SHORT PROBLEM: Please rewrite the records below as a Markdown table with two columns, No. and Line. Give each line its own numbered row, and leave out blank lines.

== EXERCISE MATERIAL

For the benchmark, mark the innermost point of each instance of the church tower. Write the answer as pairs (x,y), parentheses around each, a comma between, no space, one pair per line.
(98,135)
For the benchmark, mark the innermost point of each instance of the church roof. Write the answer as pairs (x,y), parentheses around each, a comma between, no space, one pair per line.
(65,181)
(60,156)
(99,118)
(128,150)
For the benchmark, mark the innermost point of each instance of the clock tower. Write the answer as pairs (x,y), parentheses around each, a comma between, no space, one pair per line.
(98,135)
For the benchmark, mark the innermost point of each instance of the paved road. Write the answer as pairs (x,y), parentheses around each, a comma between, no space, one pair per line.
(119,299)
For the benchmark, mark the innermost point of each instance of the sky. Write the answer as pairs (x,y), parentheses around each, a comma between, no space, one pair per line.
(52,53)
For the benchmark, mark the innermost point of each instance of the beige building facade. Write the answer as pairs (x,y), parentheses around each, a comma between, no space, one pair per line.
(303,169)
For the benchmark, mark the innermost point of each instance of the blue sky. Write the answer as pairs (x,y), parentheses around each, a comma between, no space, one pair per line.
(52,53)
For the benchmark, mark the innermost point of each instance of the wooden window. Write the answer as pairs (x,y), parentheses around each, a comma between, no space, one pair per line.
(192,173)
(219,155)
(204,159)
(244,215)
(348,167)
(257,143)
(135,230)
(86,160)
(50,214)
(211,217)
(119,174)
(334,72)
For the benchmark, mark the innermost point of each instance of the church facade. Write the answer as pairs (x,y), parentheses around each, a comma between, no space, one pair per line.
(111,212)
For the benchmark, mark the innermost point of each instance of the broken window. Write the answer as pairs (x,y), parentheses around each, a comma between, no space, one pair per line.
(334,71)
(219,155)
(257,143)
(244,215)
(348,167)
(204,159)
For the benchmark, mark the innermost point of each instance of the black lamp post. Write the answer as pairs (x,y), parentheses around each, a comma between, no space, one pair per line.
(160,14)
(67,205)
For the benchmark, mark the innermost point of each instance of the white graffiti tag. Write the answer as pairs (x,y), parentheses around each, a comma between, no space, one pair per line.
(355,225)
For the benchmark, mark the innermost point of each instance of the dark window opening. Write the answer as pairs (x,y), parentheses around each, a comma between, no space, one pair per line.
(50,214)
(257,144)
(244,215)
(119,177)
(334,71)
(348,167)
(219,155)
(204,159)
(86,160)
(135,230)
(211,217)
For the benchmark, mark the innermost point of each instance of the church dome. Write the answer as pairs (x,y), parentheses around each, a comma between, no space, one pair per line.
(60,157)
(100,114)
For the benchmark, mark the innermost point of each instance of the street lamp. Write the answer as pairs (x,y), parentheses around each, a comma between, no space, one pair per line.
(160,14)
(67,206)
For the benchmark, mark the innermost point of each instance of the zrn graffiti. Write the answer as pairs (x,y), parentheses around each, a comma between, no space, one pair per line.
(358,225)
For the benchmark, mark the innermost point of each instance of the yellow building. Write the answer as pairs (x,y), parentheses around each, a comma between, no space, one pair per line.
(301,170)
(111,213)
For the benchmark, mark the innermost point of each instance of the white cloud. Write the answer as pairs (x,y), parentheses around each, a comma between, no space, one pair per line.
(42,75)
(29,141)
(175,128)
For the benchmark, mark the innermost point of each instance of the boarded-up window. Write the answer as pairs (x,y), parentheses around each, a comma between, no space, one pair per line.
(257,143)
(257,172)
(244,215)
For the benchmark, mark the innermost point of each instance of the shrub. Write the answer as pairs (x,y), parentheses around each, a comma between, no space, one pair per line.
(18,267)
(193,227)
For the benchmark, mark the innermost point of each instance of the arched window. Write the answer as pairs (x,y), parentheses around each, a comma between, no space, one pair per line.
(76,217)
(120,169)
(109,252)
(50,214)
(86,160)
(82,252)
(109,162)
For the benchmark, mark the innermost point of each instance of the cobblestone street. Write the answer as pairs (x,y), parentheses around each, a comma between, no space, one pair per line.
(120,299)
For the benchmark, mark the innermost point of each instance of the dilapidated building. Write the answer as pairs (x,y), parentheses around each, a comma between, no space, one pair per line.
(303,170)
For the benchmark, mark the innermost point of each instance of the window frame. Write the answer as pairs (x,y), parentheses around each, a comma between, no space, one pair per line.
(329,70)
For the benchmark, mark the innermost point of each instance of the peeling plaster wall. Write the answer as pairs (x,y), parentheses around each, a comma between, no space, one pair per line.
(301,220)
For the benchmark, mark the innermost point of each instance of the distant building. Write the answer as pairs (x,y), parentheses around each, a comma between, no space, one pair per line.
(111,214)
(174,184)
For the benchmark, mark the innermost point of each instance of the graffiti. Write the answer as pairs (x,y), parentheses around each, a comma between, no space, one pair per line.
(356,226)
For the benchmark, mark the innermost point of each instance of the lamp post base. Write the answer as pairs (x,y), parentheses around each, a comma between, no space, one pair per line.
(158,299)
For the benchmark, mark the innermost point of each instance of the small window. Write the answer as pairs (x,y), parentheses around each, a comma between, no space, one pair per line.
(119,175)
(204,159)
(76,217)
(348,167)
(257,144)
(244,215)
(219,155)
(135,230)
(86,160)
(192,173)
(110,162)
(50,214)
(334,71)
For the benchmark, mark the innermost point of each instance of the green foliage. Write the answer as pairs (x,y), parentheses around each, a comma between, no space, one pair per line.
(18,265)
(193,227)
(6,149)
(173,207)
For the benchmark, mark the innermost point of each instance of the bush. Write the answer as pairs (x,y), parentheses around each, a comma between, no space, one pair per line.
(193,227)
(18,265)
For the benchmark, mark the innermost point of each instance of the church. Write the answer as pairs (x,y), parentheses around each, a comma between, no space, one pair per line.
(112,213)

====

WORKED ANSWER:
| No. | Line |
|---|---|
| 1 | For the benchmark, mark the innermost point of each instance of the church tower. Write the answer as pairs (x,y), parentheses around each, a comma between, no space, one pair per line. |
| 2 | (98,135) |
| 3 | For the benchmark, mark the innermost point of each instance of the church roof. Write the answer as pairs (x,y), parentheses around each, a comma between, no space, one pair per line. |
| 4 | (65,181) |
| 5 | (60,156) |
| 6 | (99,118) |
| 7 | (128,150) |
| 8 | For the benchmark, mark the innermost point of each instance of the clock tower. Write the answer as pairs (x,y), parentheses around each, a comma between, no space, one pair per line. |
| 9 | (98,135) |
| 10 | For the benchmark, mark the innermost point of each instance of the paved road. Write the answer as pairs (x,y), parentheses around each, a comma between, no space, one pair per line. |
| 11 | (119,299) |
| 12 | For the benchmark, mark the innermost point of each instance of the sky. Write the answer as pairs (x,y), parentheses around each, a comma between, no space, one pair per line. |
| 13 | (52,53) |
| 14 | For the benchmark, mark the innermost point of each instance of the beige building facade. Write the answer as pairs (x,y), parentheses around each, a comma between, no space, one pair per line. |
| 15 | (303,169) |
| 16 | For the benchmark, mark the innermost point of each instance of the blue sky. Write the answer as pairs (x,y), parentheses around each, a comma between, no space, one pair per line. |
| 17 | (52,53) |
| 18 | For the benchmark, mark the innermost point of each instance of the wooden window. Write the answer as pairs (x,y), parentheses around each, a comma between, no space, one pair per line. |
| 19 | (192,173) |
| 20 | (219,155) |
| 21 | (204,159) |
| 22 | (244,215) |
| 23 | (348,167) |
| 24 | (257,143) |
| 25 | (135,230) |
| 26 | (86,160) |
| 27 | (50,214) |
| 28 | (211,217) |
| 29 | (119,174) |
| 30 | (334,72) |
| 31 | For the benchmark, mark the innermost point of each instance of the church facade. Write the answer as pairs (x,y), parentheses around each, a comma between, no space, one pair per line. |
| 32 | (111,212) |
| 33 | For the benchmark, mark the innermost point of each instance of the broken window. Write the answer as pairs (x,y), parentheses around each, a comma between, no space, one pair per line. |
| 34 | (334,71) |
| 35 | (219,155) |
| 36 | (257,143) |
| 37 | (244,215) |
| 38 | (348,167) |
| 39 | (204,159) |
| 40 | For the benchmark, mark the innermost point of each instance of the black lamp post. Write the answer as pairs (x,y), parentheses around each, a comma between, no space, one pair per line. |
| 41 | (160,14) |
| 42 | (67,205) |
| 43 | For the benchmark, mark the innermost point of each instance of the white graffiti tag. Write the answer as pairs (x,y), parentheses around each, a comma between, no space, one pair per line. |
| 44 | (355,225) |
| 45 | For the benchmark, mark the innermost point of each instance of the dark window opening. Write the answer as pairs (x,y), parentheses around each, a comma between, no space, one pair per line. |
| 46 | (50,214) |
| 47 | (257,144) |
| 48 | (244,215) |
| 49 | (119,177) |
| 50 | (334,71) |
| 51 | (348,167) |
| 52 | (219,155) |
| 53 | (204,159) |
| 54 | (86,160) |
| 55 | (135,230) |
| 56 | (211,217) |
| 57 | For the benchmark, mark the innermost point of each instance of the church dome. Write the answer as pairs (x,y), parentheses around each, a comma between, no space, one pair per line. |
| 58 | (60,157) |
| 59 | (100,114) |
| 60 | For the benchmark, mark the innermost point of each instance of the street lamp. Write the answer as pairs (x,y), parentheses around each, a comma between, no space, one pair per line. |
| 61 | (160,14) |
| 62 | (67,206) |
| 63 | For the benchmark, mark the innermost point of each instance of the zrn graffiti. Write the answer as pairs (x,y), parentheses around each, a comma between, no space, one pair per line. |
| 64 | (358,225) |
| 65 | For the benchmark, mark the innermost point of each instance of the yellow building. Write the answer as pairs (x,y), parentheses around each, a comma between, no space, one pair per line. |
| 66 | (301,170) |
| 67 | (111,213) |
| 68 | For the benchmark, mark the innermost point of each instance of the white cloud. Write the answer as pairs (x,y), parentheses around each, a comma between, no space, one pair per line. |
| 69 | (42,75) |
| 70 | (29,141) |
| 71 | (175,128) |
| 72 | For the benchmark, mark the innermost point of each instance of the boarded-up window. Write the answer as pairs (x,y), parentheses around each, a comma between, no space, one pair per line. |
| 73 | (257,143) |
| 74 | (257,172) |
| 75 | (244,215) |
| 76 | For the benchmark, mark the innermost point of each instance of the shrub. Write the answer as pairs (x,y), parentheses around each, a comma between, no space, one pair per line. |
| 77 | (18,267) |
| 78 | (193,227) |
| 79 | For the benchmark, mark the innermost point of each instance of the arched window. Write the answer as pairs (x,y), parentheses around each, a comma between, no space, one pair per line. |
| 80 | (76,217) |
| 81 | (120,169) |
| 82 | (109,252) |
| 83 | (50,214) |
| 84 | (86,160) |
| 85 | (82,252) |
| 86 | (109,162) |
| 87 | For the benchmark, mark the innermost point of each instance of the cobblestone street. Write the answer as pairs (x,y), parentheses around each, a comma between, no space, one pair per line. |
| 88 | (120,299) |
| 89 | For the benchmark, mark the innermost point of each instance of the dilapidated building. Write the answer as pairs (x,y), parentheses around each, a comma between, no space, one pair per line. |
| 90 | (303,170) |
| 91 | For the benchmark, mark the innermost point of each instance of the window frame. Write the answer as pairs (x,y), parentheses around each, a comma between, no space, one pair per line. |
| 92 | (329,70) |
| 93 | For the benchmark, mark the innermost point of each instance of the peeling plaster wall. Write the answer as pairs (x,y), parentheses around each, a comma between, no space, one pair per line. |
| 94 | (301,220) |
| 95 | For the benchmark, mark the innermost point of each instance of the distant building. Write the answer as pairs (x,y), parentheses around each, a comma between, no space, one pair per line. |
| 96 | (111,214) |
| 97 | (174,184) |
| 98 | For the benchmark, mark the innermost point of each instance of the graffiti. Write the answer as pairs (x,y), parentheses around each, a comma between, no space, one pair per line. |
| 99 | (356,226) |
| 100 | For the benchmark, mark the innermost point of each instance of the lamp post base. Write the answer as pairs (x,y), parentheses around each, a comma between, no space, one pair per line. |
| 101 | (158,299) |
| 102 | For the benchmark, mark the innermost point of each instance of the small window. Write the answer as pairs (x,y), parentheses around each, a comma between, no space, one pair per line. |
| 103 | (119,175) |
| 104 | (204,159) |
| 105 | (76,217) |
| 106 | (348,167) |
| 107 | (257,144) |
| 108 | (244,215) |
| 109 | (219,155) |
| 110 | (135,230) |
| 111 | (86,160) |
| 112 | (192,173) |
| 113 | (110,162) |
| 114 | (50,214) |
| 115 | (334,71) |
| 116 | For the benchmark, mark the innermost point of each instance of the green foliage. Write the answer as pairs (x,y), parentheses around each, a comma between, no space, one pair per line. |
| 117 | (18,265) |
| 118 | (193,227) |
| 119 | (6,149) |
| 120 | (173,207) |
| 121 | For the benchmark, mark the innermost point of each instance of the bush. Write the answer as pairs (x,y), parentheses around each, a comma between, no space, one pair per line. |
| 122 | (193,227) |
| 123 | (18,265) |
| 124 | For the benchmark, mark the innermost point of each instance of the church. Write the answer as pairs (x,y), parentheses around each, a comma between, no space, one pair per line. |
| 125 | (112,213) |